Return every one of the records below verbatim, line by line, changing no character.
◇ ◇ ◇ ◇ ◇
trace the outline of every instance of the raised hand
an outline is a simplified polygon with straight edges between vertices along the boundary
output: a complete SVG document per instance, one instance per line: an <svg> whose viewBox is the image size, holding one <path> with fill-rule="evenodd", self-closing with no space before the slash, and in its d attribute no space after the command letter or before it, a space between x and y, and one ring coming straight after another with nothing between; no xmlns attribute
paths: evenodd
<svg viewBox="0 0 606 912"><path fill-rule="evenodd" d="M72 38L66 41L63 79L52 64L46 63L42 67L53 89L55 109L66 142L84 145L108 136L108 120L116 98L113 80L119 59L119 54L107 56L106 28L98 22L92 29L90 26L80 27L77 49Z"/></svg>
◇ ◇ ◇ ◇ ◇
#### EXPECTED ANSWER:
trace the outline of every instance of the raised hand
an outline is a simplified polygon with straight edges between vertices along the boundary
output: a complete SVG document per instance, one instance per line: an <svg> whose viewBox is the image size, holding one <path> with fill-rule="evenodd", self-closing with no space before the slash, and in its d attribute no space after the command letter or before it, a space between x and y, and one ring coming straight after another with nothing between; no xmlns attribute
paths: evenodd
<svg viewBox="0 0 606 912"><path fill-rule="evenodd" d="M72 38L66 41L63 79L52 64L46 63L42 67L53 89L55 109L66 142L84 145L108 136L108 120L116 98L113 80L119 59L119 54L107 56L106 28L98 22L92 29L90 26L80 27L77 49Z"/></svg>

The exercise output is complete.